=== Fragmento seleccionado ===
El imperio de los millonarios
El poder tecnológico se exhibe como cómplice de un Trump condenado y cuyo programa de gobierno pisotea los derechos humanos
El mercado de la vivienda de lujo de Washington está revolucionado: nuevos millonarios han llegado a la ciudad. En esa casa tan elegante vivió el hijo de Abraham Lincoln y allí vive la viuda de Ben Bradlee, uno de los faros democráticos del cuarto poder del siglo XX, el director de The Washington Post en los días míticos de los papeles del Pentágono o del Watergate. La escena la contó Elisabeth Bumiller el domingo pasado en el New York Times. Suena el teléfono. La veterana periodista Sally Quinn, que mantiene una columna en el periódico en el que conoció a su marido, descuelga. Es un agente inmobiliario. ¿Le interesaría vender? Estilo neocolonial, fachada de ladrillos rojos, la mejor arquitectura civil en la capital del poder político occidental. Gracias, pero no. “Esta es mi casa”. No es que en la administración Biden no hubiese hombres con mucho dinero. Es que en la que configura Trump, como en parte ocurrió en 2016, hay personas con muchísimos millones más. Miles. Elon Musk, por supuesto, y otros que hicieron considerables donaciones a la campaña electoral convencidos que podrían rentabilizar esa inversión.
===
— Problema breve 1 —
Enumera todas las personas que el fragmento seleccionado menciona con nombre y apellido.
=== Filas ===
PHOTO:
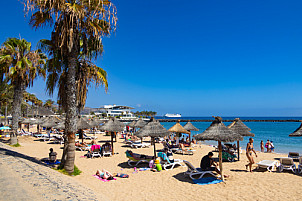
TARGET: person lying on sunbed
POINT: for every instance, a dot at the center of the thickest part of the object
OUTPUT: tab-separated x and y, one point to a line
104	174
78	144
208	164
139	156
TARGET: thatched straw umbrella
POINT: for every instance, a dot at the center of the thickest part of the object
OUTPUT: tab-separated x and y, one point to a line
219	132
178	129
239	127
297	132
152	129
112	126
190	127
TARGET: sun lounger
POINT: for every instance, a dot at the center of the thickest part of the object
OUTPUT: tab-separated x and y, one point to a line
269	165
95	153
192	171
287	164
165	162
184	151
294	155
86	137
300	166
137	158
107	151
140	145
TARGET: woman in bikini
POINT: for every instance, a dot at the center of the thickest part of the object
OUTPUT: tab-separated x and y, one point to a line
249	152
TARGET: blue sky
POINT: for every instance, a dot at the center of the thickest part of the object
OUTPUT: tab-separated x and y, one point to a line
197	58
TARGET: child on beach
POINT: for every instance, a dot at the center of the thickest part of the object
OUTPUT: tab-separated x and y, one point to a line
262	146
249	152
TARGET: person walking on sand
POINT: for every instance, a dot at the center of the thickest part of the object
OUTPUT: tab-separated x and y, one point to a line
249	154
262	146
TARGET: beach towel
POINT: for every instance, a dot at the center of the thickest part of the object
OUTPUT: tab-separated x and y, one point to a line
104	180
207	180
122	175
55	163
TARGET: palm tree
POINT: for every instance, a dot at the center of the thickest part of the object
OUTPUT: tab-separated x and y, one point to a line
21	66
75	21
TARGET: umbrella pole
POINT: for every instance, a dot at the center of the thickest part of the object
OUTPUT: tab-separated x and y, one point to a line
238	150
112	142
220	159
154	148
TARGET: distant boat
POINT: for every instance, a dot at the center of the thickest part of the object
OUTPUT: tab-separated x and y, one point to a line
173	115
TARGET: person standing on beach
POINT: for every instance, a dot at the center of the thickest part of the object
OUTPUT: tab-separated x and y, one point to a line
249	152
262	146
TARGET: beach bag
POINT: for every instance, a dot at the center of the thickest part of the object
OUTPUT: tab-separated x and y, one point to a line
159	167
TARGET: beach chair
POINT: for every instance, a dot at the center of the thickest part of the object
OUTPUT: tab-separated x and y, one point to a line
96	152
86	137
136	158
287	164
269	165
165	162
140	145
228	157
192	171
107	151
294	155
300	166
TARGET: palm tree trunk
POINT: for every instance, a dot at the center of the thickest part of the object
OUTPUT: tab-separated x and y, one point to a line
16	111
71	111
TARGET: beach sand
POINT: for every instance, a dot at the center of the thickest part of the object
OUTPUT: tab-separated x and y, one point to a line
173	184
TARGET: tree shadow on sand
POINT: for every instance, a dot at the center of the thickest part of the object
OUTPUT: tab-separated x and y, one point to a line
183	178
6	152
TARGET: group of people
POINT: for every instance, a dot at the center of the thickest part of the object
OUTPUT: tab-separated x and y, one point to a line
269	145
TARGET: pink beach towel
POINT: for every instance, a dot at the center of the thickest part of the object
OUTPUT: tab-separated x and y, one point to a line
96	146
104	180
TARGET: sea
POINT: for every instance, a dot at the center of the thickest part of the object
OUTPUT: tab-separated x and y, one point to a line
274	131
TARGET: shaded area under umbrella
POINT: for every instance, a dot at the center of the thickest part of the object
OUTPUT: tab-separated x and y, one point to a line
152	129
178	129
239	127
112	126
190	127
219	132
297	132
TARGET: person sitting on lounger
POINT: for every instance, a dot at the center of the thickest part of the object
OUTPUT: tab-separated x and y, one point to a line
78	144
104	174
169	154
52	156
208	164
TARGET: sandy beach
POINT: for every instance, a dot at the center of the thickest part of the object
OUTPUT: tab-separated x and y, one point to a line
173	184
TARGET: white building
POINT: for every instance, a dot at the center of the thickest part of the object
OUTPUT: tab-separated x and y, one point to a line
124	112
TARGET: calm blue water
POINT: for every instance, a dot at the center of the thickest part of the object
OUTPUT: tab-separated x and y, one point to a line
274	131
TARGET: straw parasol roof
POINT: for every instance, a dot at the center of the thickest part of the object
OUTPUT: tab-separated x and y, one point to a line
60	126
132	124
297	132
190	127
82	124
177	128
219	132
239	127
140	123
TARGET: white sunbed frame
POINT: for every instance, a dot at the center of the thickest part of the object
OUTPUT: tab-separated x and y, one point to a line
291	167
269	165
140	145
192	171
166	163
299	171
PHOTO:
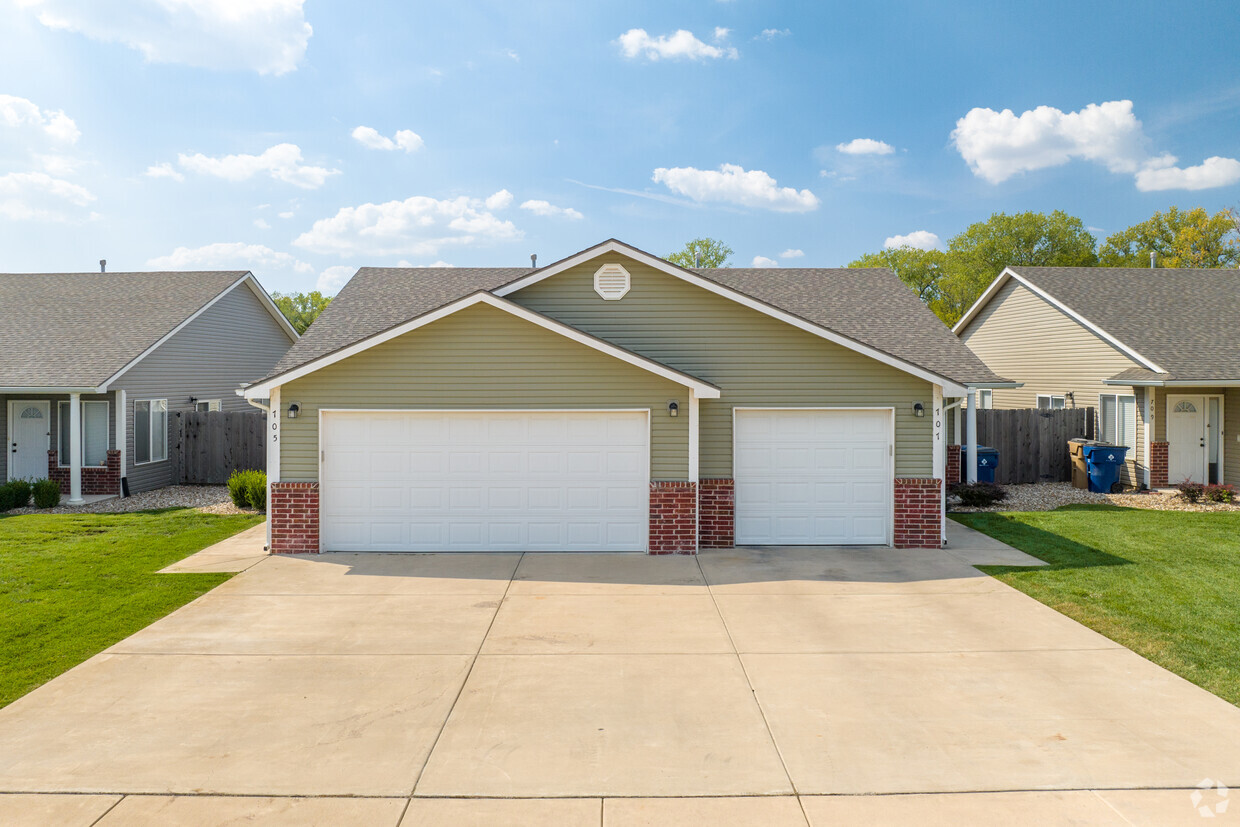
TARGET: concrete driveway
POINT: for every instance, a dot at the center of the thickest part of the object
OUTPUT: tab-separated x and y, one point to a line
745	686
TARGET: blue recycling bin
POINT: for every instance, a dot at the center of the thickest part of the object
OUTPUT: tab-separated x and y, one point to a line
987	460
1104	463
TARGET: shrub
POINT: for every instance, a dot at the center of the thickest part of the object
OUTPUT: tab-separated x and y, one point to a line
1220	494
1191	491
47	494
978	495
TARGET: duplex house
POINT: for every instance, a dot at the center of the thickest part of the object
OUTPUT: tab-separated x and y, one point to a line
1156	352
92	365
613	401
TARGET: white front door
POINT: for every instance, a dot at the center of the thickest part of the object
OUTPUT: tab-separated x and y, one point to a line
30	438
812	477
1186	438
485	481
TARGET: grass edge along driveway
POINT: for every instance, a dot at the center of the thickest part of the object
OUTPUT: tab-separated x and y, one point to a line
71	585
1164	584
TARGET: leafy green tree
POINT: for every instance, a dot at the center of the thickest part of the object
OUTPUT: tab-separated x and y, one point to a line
1178	238
300	308
702	252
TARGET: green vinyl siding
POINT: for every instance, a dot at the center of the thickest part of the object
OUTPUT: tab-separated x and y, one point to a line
758	361
481	357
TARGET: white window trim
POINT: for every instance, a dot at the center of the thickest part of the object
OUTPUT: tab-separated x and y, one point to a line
62	461
150	420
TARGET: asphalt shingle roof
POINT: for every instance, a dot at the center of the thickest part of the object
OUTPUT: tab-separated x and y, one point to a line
1187	321
871	306
78	329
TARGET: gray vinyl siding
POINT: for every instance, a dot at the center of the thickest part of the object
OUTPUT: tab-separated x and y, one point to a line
1022	336
233	341
481	357
758	361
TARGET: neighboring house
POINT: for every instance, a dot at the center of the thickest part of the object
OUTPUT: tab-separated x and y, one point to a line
119	352
613	401
1156	352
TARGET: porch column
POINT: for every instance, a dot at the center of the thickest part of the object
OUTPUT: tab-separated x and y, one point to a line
971	437
76	449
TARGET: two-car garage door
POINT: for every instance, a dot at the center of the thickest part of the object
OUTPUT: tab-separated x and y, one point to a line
485	481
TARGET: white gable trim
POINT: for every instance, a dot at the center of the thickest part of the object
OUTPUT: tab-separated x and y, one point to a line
===
— Problema breve 2 —
Reescribe las filas comenzando en la línea que contiene "TARGET: white gable trim" y terminando al final de las filas, cambiando "dot" por "mark" y sin tocar nada más.

— Respuesta final 1 —
Abraham Lincoln
Ben Bradlee
Elisabeth Bumiller
Sally Quinn
Elon Musk

— Respuesta final 2 —
TARGET: white gable trim
POINT: for every instance, a mark at the center of the thickest part of the object
OUTPUT: tab-separated x and y, one point to a line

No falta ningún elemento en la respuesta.